When a line in the entries contains the word "passenger", copy that line in full.

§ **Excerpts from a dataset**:
◇ ◇ ◇ ◇
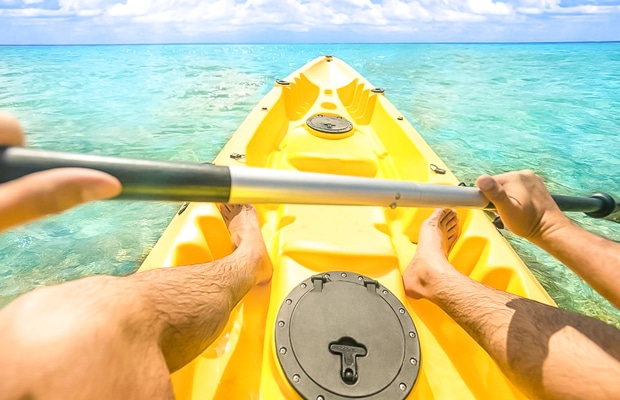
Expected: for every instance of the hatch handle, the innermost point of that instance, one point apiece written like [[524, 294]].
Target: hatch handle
[[349, 350]]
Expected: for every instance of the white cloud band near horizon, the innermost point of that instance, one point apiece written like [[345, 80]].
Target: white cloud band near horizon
[[160, 21]]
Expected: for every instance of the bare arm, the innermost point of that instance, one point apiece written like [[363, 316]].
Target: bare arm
[[528, 210], [548, 352]]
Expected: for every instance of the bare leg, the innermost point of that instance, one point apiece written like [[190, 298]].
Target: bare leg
[[111, 337], [547, 352]]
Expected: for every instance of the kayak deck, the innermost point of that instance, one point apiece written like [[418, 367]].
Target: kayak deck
[[305, 240]]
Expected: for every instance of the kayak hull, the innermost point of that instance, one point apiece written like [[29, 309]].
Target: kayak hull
[[306, 240]]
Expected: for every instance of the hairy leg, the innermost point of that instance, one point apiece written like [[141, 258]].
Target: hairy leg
[[111, 337], [547, 352]]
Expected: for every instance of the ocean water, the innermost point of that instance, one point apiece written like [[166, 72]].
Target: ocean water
[[484, 108]]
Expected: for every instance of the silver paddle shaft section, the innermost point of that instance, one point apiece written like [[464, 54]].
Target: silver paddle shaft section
[[263, 186]]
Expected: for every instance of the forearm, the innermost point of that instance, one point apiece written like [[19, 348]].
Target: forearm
[[595, 259], [547, 352]]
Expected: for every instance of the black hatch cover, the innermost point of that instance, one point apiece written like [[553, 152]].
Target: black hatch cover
[[341, 335], [329, 124]]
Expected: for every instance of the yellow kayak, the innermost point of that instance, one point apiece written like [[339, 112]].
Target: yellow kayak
[[335, 323]]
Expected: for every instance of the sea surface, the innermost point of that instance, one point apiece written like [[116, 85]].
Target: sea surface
[[484, 108]]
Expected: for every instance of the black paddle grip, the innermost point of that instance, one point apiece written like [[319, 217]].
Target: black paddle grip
[[141, 179]]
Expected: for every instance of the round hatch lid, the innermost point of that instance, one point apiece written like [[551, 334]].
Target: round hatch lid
[[329, 124], [341, 335]]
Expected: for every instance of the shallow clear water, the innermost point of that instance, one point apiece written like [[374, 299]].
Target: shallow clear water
[[486, 108]]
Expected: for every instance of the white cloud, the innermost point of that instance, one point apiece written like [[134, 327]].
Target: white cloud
[[200, 17]]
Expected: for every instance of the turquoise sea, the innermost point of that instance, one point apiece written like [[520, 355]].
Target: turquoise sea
[[484, 108]]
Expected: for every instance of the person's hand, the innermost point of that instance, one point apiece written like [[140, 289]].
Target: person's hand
[[48, 192], [523, 203]]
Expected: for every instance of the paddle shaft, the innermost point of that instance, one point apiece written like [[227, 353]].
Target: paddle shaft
[[172, 181]]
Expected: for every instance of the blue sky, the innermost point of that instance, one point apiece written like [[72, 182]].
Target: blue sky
[[284, 21]]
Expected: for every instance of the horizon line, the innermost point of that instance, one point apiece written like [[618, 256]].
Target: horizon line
[[304, 43]]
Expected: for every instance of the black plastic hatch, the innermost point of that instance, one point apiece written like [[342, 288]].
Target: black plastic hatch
[[341, 335]]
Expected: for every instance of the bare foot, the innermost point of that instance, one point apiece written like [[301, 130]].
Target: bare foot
[[437, 236], [244, 228]]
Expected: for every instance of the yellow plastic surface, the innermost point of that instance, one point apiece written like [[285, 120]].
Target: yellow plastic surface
[[306, 240]]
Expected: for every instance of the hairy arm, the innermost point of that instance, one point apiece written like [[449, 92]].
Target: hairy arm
[[527, 209], [549, 353], [595, 259]]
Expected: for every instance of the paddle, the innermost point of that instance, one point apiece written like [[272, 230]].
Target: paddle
[[170, 181]]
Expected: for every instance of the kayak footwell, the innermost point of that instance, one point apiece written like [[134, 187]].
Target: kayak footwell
[[360, 133]]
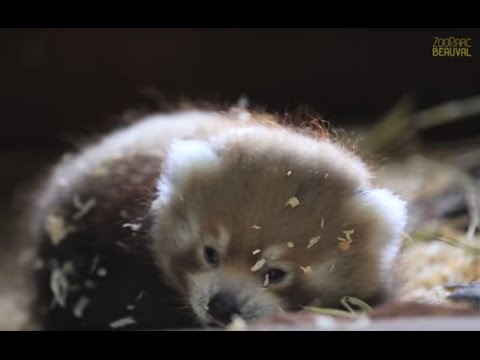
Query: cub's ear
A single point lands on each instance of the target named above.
(185, 158)
(387, 213)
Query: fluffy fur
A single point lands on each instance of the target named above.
(196, 180)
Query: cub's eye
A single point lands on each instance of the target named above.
(276, 275)
(211, 256)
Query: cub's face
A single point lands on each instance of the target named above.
(260, 221)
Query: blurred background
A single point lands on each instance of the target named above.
(60, 85)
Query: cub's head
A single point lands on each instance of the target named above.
(262, 220)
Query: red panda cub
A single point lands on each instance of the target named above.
(191, 218)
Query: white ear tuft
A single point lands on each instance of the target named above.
(184, 158)
(390, 213)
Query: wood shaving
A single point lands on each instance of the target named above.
(102, 272)
(133, 227)
(348, 233)
(258, 265)
(237, 324)
(83, 209)
(59, 286)
(306, 269)
(293, 202)
(117, 324)
(80, 306)
(57, 228)
(313, 241)
(266, 281)
(344, 245)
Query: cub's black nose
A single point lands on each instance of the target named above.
(222, 306)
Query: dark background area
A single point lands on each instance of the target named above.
(60, 84)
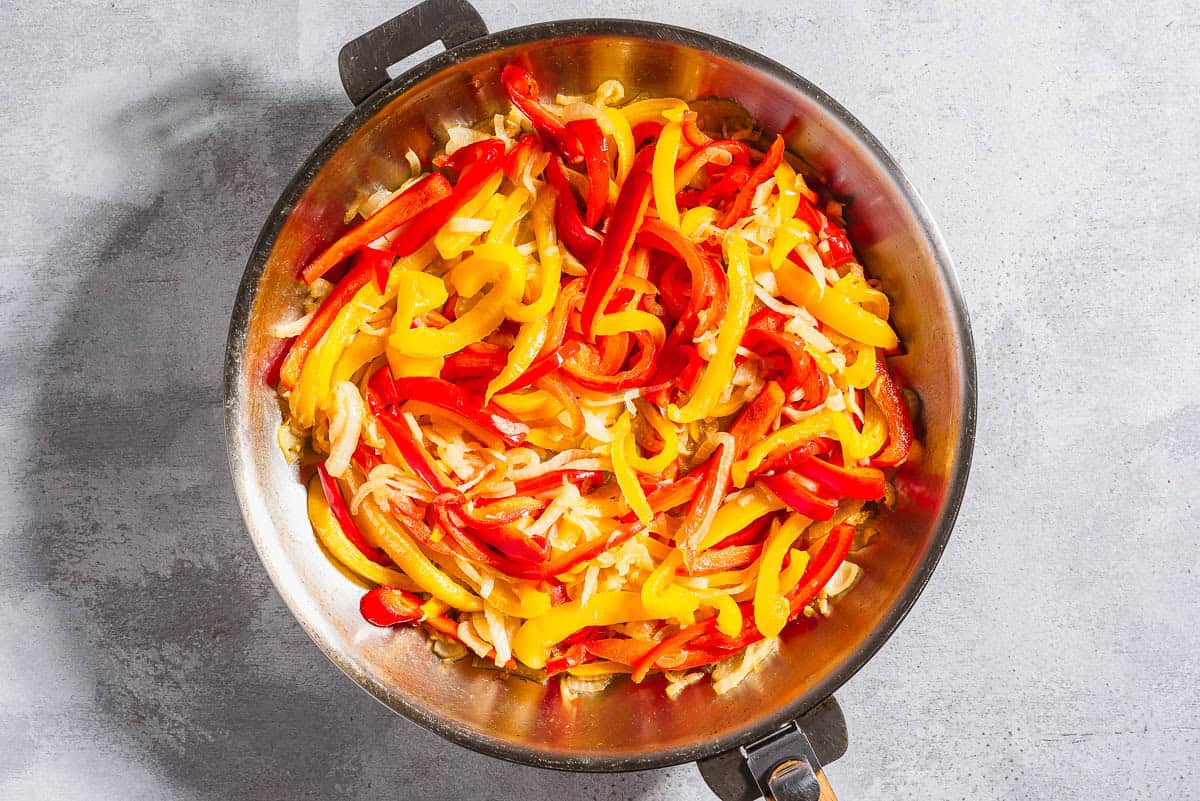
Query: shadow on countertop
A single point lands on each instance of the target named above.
(193, 657)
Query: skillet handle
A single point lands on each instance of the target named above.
(364, 61)
(785, 765)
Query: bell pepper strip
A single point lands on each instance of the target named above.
(417, 294)
(486, 169)
(631, 320)
(763, 170)
(757, 419)
(719, 371)
(388, 606)
(483, 318)
(583, 367)
(798, 365)
(413, 455)
(595, 158)
(738, 511)
(623, 137)
(341, 512)
(622, 445)
(568, 401)
(666, 601)
(699, 522)
(666, 433)
(663, 169)
(891, 402)
(407, 205)
(522, 90)
(519, 156)
(409, 559)
(509, 540)
(342, 294)
(352, 554)
(623, 224)
(801, 494)
(525, 350)
(545, 363)
(579, 239)
(726, 559)
(771, 607)
(861, 483)
(533, 640)
(834, 308)
(855, 444)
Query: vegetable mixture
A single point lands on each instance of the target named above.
(598, 391)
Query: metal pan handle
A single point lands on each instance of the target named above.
(785, 765)
(364, 62)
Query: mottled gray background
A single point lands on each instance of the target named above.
(143, 652)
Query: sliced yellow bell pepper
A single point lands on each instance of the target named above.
(623, 137)
(834, 308)
(651, 110)
(826, 422)
(771, 608)
(789, 198)
(739, 511)
(525, 349)
(665, 600)
(666, 432)
(622, 445)
(719, 372)
(485, 205)
(417, 293)
(481, 319)
(550, 260)
(631, 320)
(533, 640)
(378, 527)
(695, 217)
(666, 152)
(330, 535)
(861, 373)
(504, 227)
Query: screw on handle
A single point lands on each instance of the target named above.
(364, 61)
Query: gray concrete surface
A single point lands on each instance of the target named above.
(143, 652)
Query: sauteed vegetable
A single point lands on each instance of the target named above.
(600, 390)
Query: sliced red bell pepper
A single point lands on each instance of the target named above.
(343, 293)
(708, 498)
(757, 419)
(801, 494)
(522, 90)
(763, 170)
(646, 133)
(342, 515)
(555, 480)
(717, 560)
(861, 483)
(821, 568)
(595, 157)
(891, 401)
(835, 248)
(519, 155)
(413, 453)
(449, 397)
(585, 367)
(618, 241)
(487, 157)
(414, 200)
(579, 239)
(388, 606)
(799, 365)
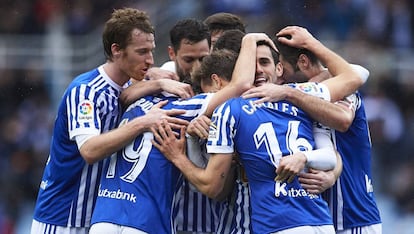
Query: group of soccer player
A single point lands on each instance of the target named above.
(238, 133)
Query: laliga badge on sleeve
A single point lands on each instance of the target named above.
(85, 111)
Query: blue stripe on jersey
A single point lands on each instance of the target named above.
(68, 188)
(352, 197)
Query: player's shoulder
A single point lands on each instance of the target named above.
(313, 88)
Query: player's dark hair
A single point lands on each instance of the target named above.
(291, 54)
(224, 21)
(230, 40)
(220, 62)
(275, 54)
(118, 29)
(192, 30)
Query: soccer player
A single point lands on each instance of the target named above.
(351, 199)
(262, 156)
(139, 182)
(82, 134)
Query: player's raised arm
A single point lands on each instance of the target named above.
(345, 80)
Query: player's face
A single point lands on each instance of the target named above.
(137, 57)
(291, 74)
(265, 66)
(189, 57)
(215, 36)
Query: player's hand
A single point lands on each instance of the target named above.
(156, 73)
(295, 36)
(199, 127)
(266, 93)
(259, 37)
(156, 115)
(315, 181)
(289, 166)
(166, 141)
(180, 89)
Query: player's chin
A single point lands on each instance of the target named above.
(260, 83)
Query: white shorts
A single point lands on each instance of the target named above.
(323, 229)
(371, 229)
(42, 228)
(110, 228)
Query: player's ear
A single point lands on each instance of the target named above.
(303, 62)
(171, 53)
(279, 69)
(116, 50)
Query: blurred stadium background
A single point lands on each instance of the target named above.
(45, 43)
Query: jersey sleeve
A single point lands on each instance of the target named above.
(82, 112)
(315, 89)
(221, 132)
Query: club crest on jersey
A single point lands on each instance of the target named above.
(306, 87)
(85, 111)
(212, 133)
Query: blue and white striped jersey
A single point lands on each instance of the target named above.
(69, 185)
(194, 211)
(262, 134)
(139, 183)
(352, 199)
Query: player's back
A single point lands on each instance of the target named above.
(354, 188)
(138, 184)
(69, 185)
(262, 134)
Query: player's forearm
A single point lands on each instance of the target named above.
(244, 69)
(199, 177)
(338, 168)
(342, 71)
(324, 112)
(138, 90)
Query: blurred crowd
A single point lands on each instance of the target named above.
(377, 34)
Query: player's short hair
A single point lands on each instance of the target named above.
(220, 62)
(275, 54)
(192, 30)
(231, 40)
(224, 21)
(291, 54)
(119, 26)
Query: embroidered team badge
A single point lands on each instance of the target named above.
(212, 133)
(307, 87)
(85, 111)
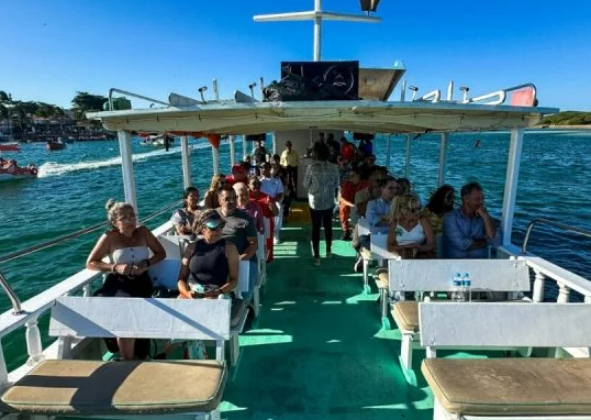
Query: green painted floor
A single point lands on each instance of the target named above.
(317, 350)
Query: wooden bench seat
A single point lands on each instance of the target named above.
(94, 387)
(511, 387)
(507, 388)
(410, 276)
(79, 387)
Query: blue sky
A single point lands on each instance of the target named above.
(51, 49)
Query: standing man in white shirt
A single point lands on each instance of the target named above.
(272, 186)
(322, 182)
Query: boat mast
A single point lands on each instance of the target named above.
(317, 15)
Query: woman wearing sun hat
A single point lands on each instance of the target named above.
(209, 267)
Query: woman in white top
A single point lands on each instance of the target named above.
(127, 247)
(409, 234)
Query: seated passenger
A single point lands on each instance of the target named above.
(128, 247)
(209, 267)
(410, 236)
(239, 174)
(370, 192)
(347, 194)
(404, 186)
(378, 216)
(270, 210)
(468, 229)
(183, 219)
(251, 207)
(211, 196)
(241, 231)
(440, 203)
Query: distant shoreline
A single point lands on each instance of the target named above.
(564, 127)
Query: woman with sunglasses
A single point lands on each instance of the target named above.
(209, 267)
(127, 247)
(440, 203)
(211, 196)
(409, 234)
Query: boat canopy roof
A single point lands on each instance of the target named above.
(233, 117)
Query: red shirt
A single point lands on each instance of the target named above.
(348, 152)
(348, 190)
(263, 200)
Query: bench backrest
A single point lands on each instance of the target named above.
(378, 245)
(363, 227)
(103, 317)
(243, 278)
(437, 275)
(504, 324)
(261, 253)
(166, 273)
(267, 222)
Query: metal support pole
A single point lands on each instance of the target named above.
(274, 142)
(232, 151)
(185, 153)
(127, 168)
(317, 30)
(511, 180)
(407, 160)
(215, 158)
(388, 151)
(442, 159)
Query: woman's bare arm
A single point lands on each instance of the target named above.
(182, 283)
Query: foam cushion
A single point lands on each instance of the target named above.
(511, 386)
(94, 387)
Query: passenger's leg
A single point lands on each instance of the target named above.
(327, 222)
(126, 348)
(316, 223)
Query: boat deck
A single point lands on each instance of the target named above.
(317, 350)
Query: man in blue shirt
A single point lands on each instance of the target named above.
(468, 229)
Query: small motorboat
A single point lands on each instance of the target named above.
(55, 145)
(10, 147)
(9, 170)
(160, 140)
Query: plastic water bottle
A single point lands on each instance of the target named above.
(466, 285)
(457, 294)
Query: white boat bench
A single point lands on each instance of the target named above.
(378, 250)
(436, 276)
(507, 388)
(90, 387)
(166, 272)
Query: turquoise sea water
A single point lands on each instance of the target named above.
(75, 183)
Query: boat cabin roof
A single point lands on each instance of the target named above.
(233, 117)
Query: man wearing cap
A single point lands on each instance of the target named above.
(239, 174)
(290, 159)
(240, 229)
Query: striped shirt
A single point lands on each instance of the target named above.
(322, 181)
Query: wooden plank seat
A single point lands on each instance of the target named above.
(165, 273)
(435, 275)
(80, 387)
(85, 387)
(507, 388)
(511, 387)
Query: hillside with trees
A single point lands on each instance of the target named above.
(567, 118)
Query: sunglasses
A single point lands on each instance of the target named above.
(215, 225)
(128, 218)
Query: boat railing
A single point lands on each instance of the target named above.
(565, 280)
(562, 226)
(27, 313)
(133, 95)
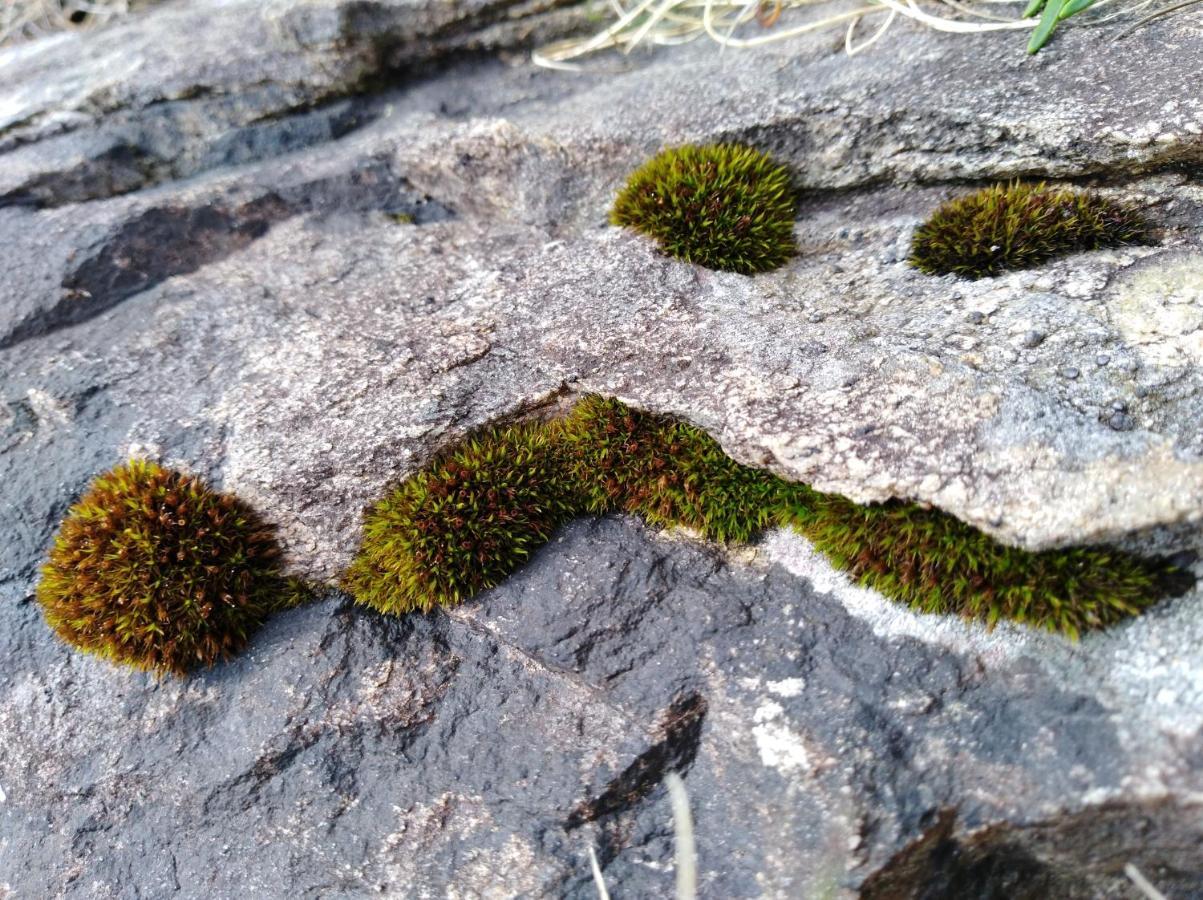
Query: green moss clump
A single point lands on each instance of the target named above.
(463, 522)
(1009, 226)
(936, 563)
(665, 471)
(722, 206)
(154, 569)
(474, 515)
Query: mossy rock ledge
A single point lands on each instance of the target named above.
(303, 250)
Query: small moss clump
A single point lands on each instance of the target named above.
(154, 569)
(722, 206)
(463, 522)
(1009, 226)
(665, 471)
(936, 563)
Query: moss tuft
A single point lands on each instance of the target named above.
(154, 569)
(936, 563)
(1009, 226)
(665, 471)
(722, 206)
(473, 516)
(463, 522)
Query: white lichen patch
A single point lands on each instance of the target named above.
(1159, 308)
(778, 746)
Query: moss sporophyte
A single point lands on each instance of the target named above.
(1009, 226)
(722, 206)
(154, 569)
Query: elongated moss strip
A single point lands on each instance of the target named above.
(153, 569)
(936, 563)
(475, 514)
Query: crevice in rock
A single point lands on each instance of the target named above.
(159, 243)
(793, 143)
(675, 751)
(167, 144)
(1078, 856)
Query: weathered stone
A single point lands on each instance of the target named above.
(207, 262)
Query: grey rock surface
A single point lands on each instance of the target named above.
(207, 264)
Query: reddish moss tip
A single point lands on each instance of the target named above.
(153, 569)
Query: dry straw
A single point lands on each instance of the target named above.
(752, 23)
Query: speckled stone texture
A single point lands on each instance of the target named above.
(298, 247)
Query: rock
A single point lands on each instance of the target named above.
(300, 247)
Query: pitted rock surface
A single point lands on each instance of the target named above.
(300, 247)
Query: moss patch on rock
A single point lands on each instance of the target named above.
(722, 206)
(1011, 226)
(936, 563)
(463, 522)
(476, 514)
(154, 569)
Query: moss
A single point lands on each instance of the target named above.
(463, 522)
(936, 563)
(722, 206)
(154, 569)
(665, 471)
(474, 515)
(1009, 226)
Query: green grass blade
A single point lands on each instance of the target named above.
(1046, 27)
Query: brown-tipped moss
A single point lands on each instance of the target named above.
(154, 569)
(1009, 226)
(722, 206)
(936, 563)
(665, 471)
(463, 522)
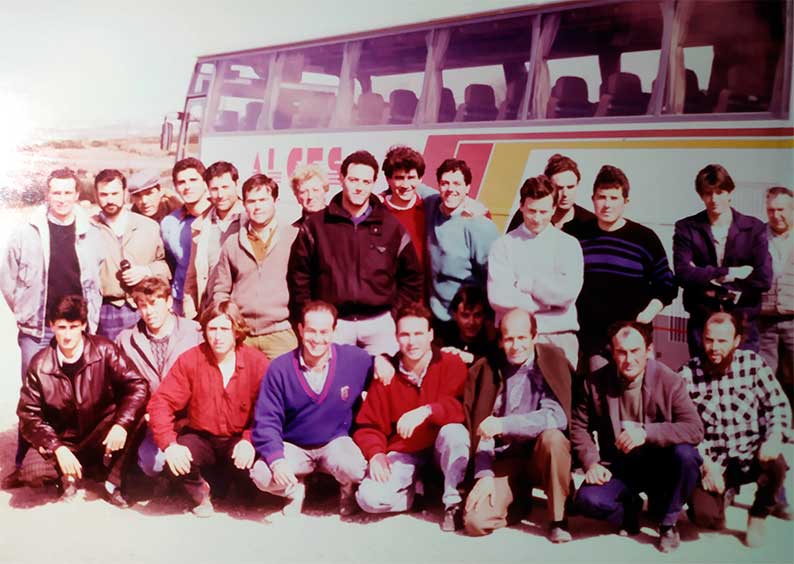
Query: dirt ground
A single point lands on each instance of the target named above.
(36, 528)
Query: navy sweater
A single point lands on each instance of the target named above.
(288, 409)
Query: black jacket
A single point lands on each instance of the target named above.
(363, 270)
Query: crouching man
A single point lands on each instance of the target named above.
(746, 416)
(517, 408)
(647, 431)
(80, 401)
(305, 410)
(400, 427)
(217, 384)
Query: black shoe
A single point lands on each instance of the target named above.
(13, 480)
(669, 539)
(453, 518)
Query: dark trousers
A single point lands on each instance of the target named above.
(209, 453)
(708, 508)
(666, 474)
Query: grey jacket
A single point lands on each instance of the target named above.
(24, 271)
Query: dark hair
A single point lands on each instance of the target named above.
(260, 181)
(62, 174)
(714, 176)
(415, 309)
(109, 175)
(186, 164)
(560, 163)
(644, 329)
(538, 187)
(219, 169)
(230, 310)
(360, 157)
(404, 158)
(611, 177)
(779, 191)
(720, 317)
(318, 305)
(70, 308)
(153, 286)
(453, 165)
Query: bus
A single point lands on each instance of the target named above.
(659, 88)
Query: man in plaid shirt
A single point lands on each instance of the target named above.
(746, 417)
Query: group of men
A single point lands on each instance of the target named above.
(378, 337)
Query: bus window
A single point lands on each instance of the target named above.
(623, 39)
(240, 94)
(484, 71)
(745, 52)
(307, 87)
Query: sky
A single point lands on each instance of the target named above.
(94, 63)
◇ ◇ ◇ ◇
§ **RESULT**:
Query: seated passenger
Query: passenger's leg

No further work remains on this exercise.